→ **What you are asked to do**
Transcribe the material exactly. Images do not belong in the copy.

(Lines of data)
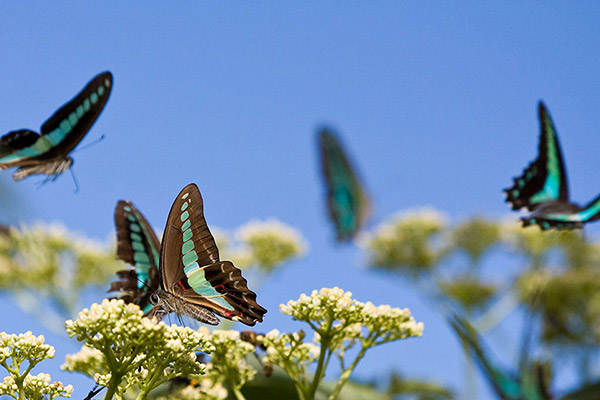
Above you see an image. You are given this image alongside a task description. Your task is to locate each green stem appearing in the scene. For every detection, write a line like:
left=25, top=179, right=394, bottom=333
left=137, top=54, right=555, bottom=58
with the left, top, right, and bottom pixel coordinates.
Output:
left=104, top=372, right=123, bottom=400
left=327, top=346, right=370, bottom=400
left=308, top=336, right=329, bottom=400
left=231, top=387, right=246, bottom=400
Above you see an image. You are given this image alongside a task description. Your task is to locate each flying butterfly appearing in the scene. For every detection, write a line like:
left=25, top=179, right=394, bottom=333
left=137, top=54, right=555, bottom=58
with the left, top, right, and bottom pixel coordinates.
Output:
left=319, top=129, right=370, bottom=241
left=0, top=71, right=113, bottom=181
left=110, top=183, right=267, bottom=326
left=504, top=101, right=600, bottom=230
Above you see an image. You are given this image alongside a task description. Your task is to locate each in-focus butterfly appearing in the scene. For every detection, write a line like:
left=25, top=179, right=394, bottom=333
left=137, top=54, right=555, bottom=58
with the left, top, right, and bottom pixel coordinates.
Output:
left=319, top=129, right=370, bottom=240
left=449, top=314, right=552, bottom=400
left=0, top=71, right=112, bottom=181
left=109, top=183, right=267, bottom=326
left=504, top=102, right=600, bottom=230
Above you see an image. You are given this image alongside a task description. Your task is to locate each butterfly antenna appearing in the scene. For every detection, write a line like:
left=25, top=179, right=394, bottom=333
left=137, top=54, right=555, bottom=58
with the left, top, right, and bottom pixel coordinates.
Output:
left=129, top=268, right=152, bottom=289
left=69, top=167, right=79, bottom=193
left=83, top=383, right=106, bottom=400
left=71, top=134, right=105, bottom=154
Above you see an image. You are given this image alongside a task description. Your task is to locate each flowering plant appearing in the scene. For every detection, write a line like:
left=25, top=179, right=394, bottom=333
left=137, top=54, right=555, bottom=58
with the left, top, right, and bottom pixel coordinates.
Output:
left=63, top=299, right=214, bottom=399
left=0, top=332, right=73, bottom=400
left=259, top=287, right=423, bottom=400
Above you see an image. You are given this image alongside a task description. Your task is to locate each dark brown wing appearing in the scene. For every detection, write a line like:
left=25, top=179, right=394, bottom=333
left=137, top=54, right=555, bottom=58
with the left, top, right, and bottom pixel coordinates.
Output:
left=160, top=183, right=219, bottom=290
left=176, top=261, right=267, bottom=326
left=0, top=72, right=112, bottom=167
left=109, top=200, right=160, bottom=312
left=504, top=101, right=569, bottom=211
left=160, top=184, right=266, bottom=325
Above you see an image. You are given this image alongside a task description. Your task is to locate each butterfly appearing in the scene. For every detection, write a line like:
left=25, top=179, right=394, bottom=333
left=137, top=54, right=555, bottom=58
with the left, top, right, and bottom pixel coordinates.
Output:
left=0, top=71, right=113, bottom=181
left=109, top=183, right=267, bottom=326
left=449, top=314, right=552, bottom=400
left=319, top=129, right=370, bottom=241
left=504, top=101, right=600, bottom=230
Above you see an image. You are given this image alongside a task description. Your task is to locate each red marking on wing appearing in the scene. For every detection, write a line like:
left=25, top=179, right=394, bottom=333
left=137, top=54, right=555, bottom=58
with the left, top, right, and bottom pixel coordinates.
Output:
left=177, top=280, right=189, bottom=292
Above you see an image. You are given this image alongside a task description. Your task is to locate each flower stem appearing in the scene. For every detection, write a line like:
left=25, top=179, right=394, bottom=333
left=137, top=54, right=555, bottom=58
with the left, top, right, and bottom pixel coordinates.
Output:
left=231, top=387, right=246, bottom=400
left=308, top=329, right=329, bottom=400
left=327, top=346, right=368, bottom=400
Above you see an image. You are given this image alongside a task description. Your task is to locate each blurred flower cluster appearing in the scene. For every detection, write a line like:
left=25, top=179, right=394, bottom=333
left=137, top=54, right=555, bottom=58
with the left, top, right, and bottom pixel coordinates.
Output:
left=361, top=210, right=600, bottom=390
left=0, top=332, right=73, bottom=400
left=215, top=219, right=308, bottom=272
left=0, top=224, right=123, bottom=331
left=63, top=299, right=214, bottom=399
left=259, top=287, right=423, bottom=399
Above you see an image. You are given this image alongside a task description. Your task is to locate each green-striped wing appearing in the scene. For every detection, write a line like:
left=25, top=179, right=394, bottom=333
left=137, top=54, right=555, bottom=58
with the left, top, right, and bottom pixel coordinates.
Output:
left=0, top=71, right=113, bottom=168
left=319, top=129, right=369, bottom=240
left=109, top=200, right=160, bottom=313
left=504, top=101, right=569, bottom=211
left=160, top=184, right=267, bottom=325
left=521, top=196, right=600, bottom=230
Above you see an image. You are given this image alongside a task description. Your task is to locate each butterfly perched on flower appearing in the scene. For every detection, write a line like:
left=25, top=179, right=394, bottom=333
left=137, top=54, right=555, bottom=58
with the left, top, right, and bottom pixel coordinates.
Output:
left=319, top=129, right=370, bottom=240
left=0, top=71, right=113, bottom=181
left=504, top=101, right=600, bottom=230
left=109, top=183, right=267, bottom=326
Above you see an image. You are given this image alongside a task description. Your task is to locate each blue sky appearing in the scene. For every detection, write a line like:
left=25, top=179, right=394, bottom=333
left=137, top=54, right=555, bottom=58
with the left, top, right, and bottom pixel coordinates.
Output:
left=0, top=1, right=600, bottom=398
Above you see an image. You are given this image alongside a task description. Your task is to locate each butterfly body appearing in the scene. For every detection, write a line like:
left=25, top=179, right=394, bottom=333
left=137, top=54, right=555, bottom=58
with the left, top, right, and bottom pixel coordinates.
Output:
left=504, top=102, right=600, bottom=230
left=110, top=184, right=267, bottom=325
left=0, top=72, right=112, bottom=180
left=319, top=129, right=369, bottom=240
left=148, top=288, right=219, bottom=325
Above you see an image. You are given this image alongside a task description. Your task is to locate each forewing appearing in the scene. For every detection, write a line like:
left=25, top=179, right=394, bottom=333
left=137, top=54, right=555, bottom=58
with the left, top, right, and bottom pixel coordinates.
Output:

→ **Response to the task**
Above you see an image. You are given this image alongside a task description. Your task is to locate each green stem appearing in the scene. For every detection, write a line like:
left=25, top=179, right=394, bottom=333
left=137, top=54, right=555, bottom=58
with the left, top, right, and bottom pixel coordinates.
Output:
left=104, top=372, right=123, bottom=400
left=327, top=346, right=370, bottom=400
left=308, top=336, right=329, bottom=400
left=231, top=387, right=246, bottom=400
Above you see an image. You are given this image alongside a task description. Your task is to locate each flying butterfly appearing in the scene. For every detection, write a line like:
left=25, top=179, right=394, bottom=333
left=137, top=54, right=555, bottom=58
with the left, top, right, and bottom pixel coordinates.
Output:
left=319, top=129, right=370, bottom=241
left=0, top=71, right=113, bottom=181
left=110, top=183, right=267, bottom=326
left=504, top=101, right=600, bottom=230
Above you see an image. You are given this image alongside a task description. Your task is to locate each in-focus butterfly appearing in the scene. For every detection, write a line like:
left=25, top=179, right=394, bottom=333
left=137, top=54, right=555, bottom=58
with the left, top, right, and bottom pixel coordinates.
Output:
left=319, top=129, right=370, bottom=240
left=449, top=314, right=552, bottom=400
left=0, top=71, right=112, bottom=181
left=109, top=183, right=267, bottom=326
left=504, top=102, right=600, bottom=230
Above you see an image. You are given this image alongside a task description. Your task is to locate each butterfly antenna appearing in the scene. For every detection, write a line like:
left=25, top=179, right=394, bottom=333
left=137, top=54, right=555, bottom=58
with the left, top, right, and bottom pixel coordinates.
Output:
left=129, top=268, right=152, bottom=289
left=69, top=167, right=79, bottom=193
left=83, top=383, right=106, bottom=400
left=71, top=134, right=105, bottom=154
Above you see an image. You are given this image alongside a task description. Your task is to locate each flowering plant appearing in the scene. For every detection, write a line like:
left=25, top=179, right=394, bottom=333
left=137, top=54, right=555, bottom=58
with the left, top, right, and bottom pixel coordinates.
Output:
left=63, top=299, right=214, bottom=399
left=0, top=332, right=73, bottom=400
left=259, top=287, right=423, bottom=400
Above you see an image. You are given this image alongside a task description. Your task is to locate each dark brown wing appearing in the scene. For every detection, write a line like:
left=25, top=179, right=394, bottom=333
left=137, top=54, right=555, bottom=58
with the left, top, right, and bottom pixel coordinates.
Output:
left=160, top=183, right=219, bottom=290
left=176, top=261, right=267, bottom=326
left=0, top=72, right=112, bottom=167
left=109, top=200, right=160, bottom=312
left=504, top=101, right=569, bottom=211
left=160, top=184, right=266, bottom=325
Above you see an image. You are given this image alongside a task description. Your task is to locate each butterfly appearing in the scene. For every detection, write a line like:
left=25, top=179, right=394, bottom=333
left=137, top=54, right=555, bottom=58
with the left, top, right, and bottom pixel coordinates.
Output:
left=0, top=71, right=113, bottom=181
left=109, top=183, right=267, bottom=326
left=449, top=314, right=552, bottom=400
left=319, top=129, right=370, bottom=241
left=504, top=101, right=600, bottom=230
Above you see an image. You are given this image alongside a task description. Your task is to locate each red marking on wing appearing in the scene. For every detection, write a line like:
left=25, top=179, right=394, bottom=333
left=137, top=54, right=555, bottom=58
with the left, top, right, and bottom pixel coordinates.
Output:
left=177, top=280, right=189, bottom=292
Above you see an image. You are given this image alongside a task description. Your task is to locate each flower stem appearing in the scene. For every detection, write a line like:
left=25, top=179, right=394, bottom=333
left=137, top=54, right=555, bottom=58
with the left, top, right, and bottom pixel coordinates.
Output:
left=231, top=387, right=246, bottom=400
left=308, top=329, right=329, bottom=400
left=327, top=346, right=368, bottom=400
Above you see an image. You are given this image alongside a task description. Your task is to locate each blurred flower cluster appearing in the scene. For every detection, write a line like:
left=25, top=179, right=394, bottom=333
left=137, top=54, right=555, bottom=58
with the left, top, right, and bottom pixel coordinates.
Output:
left=361, top=210, right=600, bottom=390
left=0, top=332, right=73, bottom=400
left=215, top=219, right=308, bottom=272
left=0, top=224, right=123, bottom=331
left=63, top=299, right=214, bottom=399
left=259, top=287, right=423, bottom=399
Above you see an image. You are given this image alongside a task description. Your task is to locate each green-striped wing appearing in the scene. For every detection, write a line like:
left=25, top=179, right=394, bottom=333
left=137, top=54, right=555, bottom=58
with the left, top, right, and bottom pixel coordinates.
Output:
left=0, top=71, right=113, bottom=168
left=319, top=129, right=369, bottom=240
left=109, top=200, right=160, bottom=313
left=504, top=101, right=569, bottom=211
left=160, top=184, right=267, bottom=325
left=521, top=196, right=600, bottom=230
Above you see an image. You are given this image alongside a task description. Your task is to locate each butterfly perched on flower appearing in the scene. For every detection, write a line like:
left=25, top=179, right=394, bottom=333
left=137, top=54, right=555, bottom=58
with the left, top, right, and bottom pixel coordinates.
Output:
left=319, top=129, right=370, bottom=240
left=0, top=71, right=113, bottom=181
left=504, top=101, right=600, bottom=230
left=109, top=183, right=267, bottom=326
Above you see an image. You are given this image alongside a task description. Your task is to locate each blue sky appearing in the scene. For every detection, write a line like:
left=25, top=179, right=394, bottom=333
left=137, top=54, right=555, bottom=58
with the left, top, right, and bottom pixel coordinates.
Output:
left=0, top=1, right=600, bottom=398
Above you see an image. You are given this image alongside a task description. Your task is to locate each butterfly body appearing in the scene. For every detection, write a line like:
left=25, top=179, right=394, bottom=333
left=137, top=54, right=555, bottom=58
with the left, top, right, and bottom pixel coordinates.
Output:
left=504, top=102, right=600, bottom=230
left=110, top=184, right=267, bottom=325
left=0, top=72, right=112, bottom=180
left=319, top=129, right=369, bottom=240
left=148, top=288, right=219, bottom=325
Above you see an image. You are given this image alongside a task description. Your task is to locate each forewing appearing in the scene. For every detection, write a line like:
left=25, top=179, right=394, bottom=333
left=137, top=54, right=555, bottom=58
with the left, top, right, and bottom pixel coordinates.
Output:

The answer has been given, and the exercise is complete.